== Extracted information
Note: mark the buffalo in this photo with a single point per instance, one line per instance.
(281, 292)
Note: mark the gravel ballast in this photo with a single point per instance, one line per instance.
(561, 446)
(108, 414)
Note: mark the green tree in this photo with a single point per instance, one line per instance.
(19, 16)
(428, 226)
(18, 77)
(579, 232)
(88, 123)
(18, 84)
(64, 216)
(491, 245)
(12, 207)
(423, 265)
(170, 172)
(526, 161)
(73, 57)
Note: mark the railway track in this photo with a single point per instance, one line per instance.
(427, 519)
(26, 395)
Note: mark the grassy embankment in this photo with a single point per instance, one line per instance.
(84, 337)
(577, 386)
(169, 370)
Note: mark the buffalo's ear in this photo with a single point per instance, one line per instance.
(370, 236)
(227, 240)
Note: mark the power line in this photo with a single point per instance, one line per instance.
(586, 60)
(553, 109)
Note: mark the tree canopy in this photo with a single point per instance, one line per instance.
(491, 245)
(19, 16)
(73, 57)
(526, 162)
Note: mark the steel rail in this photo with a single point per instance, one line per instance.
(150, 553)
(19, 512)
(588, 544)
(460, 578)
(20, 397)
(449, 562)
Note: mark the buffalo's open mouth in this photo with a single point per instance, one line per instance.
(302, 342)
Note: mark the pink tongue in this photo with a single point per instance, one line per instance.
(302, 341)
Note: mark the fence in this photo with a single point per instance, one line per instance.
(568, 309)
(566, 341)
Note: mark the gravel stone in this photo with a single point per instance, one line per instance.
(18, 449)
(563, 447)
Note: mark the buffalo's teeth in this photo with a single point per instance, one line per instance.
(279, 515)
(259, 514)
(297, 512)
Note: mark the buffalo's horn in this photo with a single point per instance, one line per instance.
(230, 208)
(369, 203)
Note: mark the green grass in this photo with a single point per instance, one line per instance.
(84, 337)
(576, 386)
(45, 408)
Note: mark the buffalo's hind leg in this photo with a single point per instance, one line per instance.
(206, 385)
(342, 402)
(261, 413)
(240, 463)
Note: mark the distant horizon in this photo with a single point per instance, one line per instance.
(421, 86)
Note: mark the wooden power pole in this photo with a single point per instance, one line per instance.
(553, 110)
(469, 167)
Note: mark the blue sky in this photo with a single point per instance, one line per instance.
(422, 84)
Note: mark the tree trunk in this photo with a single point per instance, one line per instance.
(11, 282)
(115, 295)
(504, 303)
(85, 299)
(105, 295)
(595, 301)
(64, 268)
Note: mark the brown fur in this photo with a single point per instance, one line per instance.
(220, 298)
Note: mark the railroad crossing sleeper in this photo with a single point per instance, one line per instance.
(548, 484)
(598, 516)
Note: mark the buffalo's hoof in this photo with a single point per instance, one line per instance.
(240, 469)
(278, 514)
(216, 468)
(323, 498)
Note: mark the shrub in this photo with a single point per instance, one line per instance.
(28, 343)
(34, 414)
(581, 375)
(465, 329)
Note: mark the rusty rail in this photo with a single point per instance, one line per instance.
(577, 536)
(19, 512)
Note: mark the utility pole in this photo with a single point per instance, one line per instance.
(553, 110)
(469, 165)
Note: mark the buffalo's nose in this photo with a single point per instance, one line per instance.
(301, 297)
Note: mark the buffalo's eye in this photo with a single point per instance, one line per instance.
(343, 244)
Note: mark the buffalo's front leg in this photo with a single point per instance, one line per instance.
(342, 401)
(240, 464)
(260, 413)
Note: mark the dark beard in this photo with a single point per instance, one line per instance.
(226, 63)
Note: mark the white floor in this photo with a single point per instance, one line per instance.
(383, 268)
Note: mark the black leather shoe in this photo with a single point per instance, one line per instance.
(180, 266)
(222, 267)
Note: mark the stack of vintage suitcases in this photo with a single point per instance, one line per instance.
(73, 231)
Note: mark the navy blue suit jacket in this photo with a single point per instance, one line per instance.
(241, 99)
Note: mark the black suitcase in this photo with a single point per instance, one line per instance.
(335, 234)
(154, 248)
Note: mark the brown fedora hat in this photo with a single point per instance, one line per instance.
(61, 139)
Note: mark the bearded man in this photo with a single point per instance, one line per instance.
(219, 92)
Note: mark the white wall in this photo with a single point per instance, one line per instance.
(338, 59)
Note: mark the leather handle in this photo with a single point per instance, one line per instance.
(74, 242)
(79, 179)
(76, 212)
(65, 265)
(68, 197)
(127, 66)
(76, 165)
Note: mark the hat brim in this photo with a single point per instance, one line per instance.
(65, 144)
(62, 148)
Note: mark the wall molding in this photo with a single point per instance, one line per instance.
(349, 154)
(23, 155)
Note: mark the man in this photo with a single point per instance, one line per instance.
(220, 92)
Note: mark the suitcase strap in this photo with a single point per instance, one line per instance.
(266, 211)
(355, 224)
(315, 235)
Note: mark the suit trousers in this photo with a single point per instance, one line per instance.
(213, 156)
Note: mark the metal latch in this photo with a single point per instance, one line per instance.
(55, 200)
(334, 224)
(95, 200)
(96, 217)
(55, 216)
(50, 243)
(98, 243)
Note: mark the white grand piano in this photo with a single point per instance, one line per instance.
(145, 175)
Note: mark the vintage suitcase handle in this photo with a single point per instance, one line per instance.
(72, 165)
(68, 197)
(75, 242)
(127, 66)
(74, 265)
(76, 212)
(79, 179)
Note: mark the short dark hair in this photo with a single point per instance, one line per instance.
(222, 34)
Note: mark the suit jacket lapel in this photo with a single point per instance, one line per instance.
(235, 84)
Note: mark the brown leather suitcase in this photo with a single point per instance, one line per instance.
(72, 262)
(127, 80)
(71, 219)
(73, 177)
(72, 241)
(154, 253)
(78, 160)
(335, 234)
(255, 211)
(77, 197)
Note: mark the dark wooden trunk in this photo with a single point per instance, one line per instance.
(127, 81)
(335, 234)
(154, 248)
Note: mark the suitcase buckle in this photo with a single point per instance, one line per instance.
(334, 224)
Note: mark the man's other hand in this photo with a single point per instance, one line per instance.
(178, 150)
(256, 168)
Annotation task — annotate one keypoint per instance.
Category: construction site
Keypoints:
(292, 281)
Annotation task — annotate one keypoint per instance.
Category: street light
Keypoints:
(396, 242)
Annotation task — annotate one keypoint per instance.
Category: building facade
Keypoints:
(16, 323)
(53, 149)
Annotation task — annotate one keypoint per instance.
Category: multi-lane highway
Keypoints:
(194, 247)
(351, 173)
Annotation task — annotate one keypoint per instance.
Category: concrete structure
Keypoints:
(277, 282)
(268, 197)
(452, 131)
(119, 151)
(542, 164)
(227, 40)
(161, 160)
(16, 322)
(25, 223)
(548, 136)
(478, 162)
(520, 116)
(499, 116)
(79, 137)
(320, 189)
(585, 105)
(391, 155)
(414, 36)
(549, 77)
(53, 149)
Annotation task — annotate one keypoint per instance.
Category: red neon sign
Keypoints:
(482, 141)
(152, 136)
====
Problem to work on:
Count the lines in the listing above that contain the string "green" and give only that number.

Solution:
2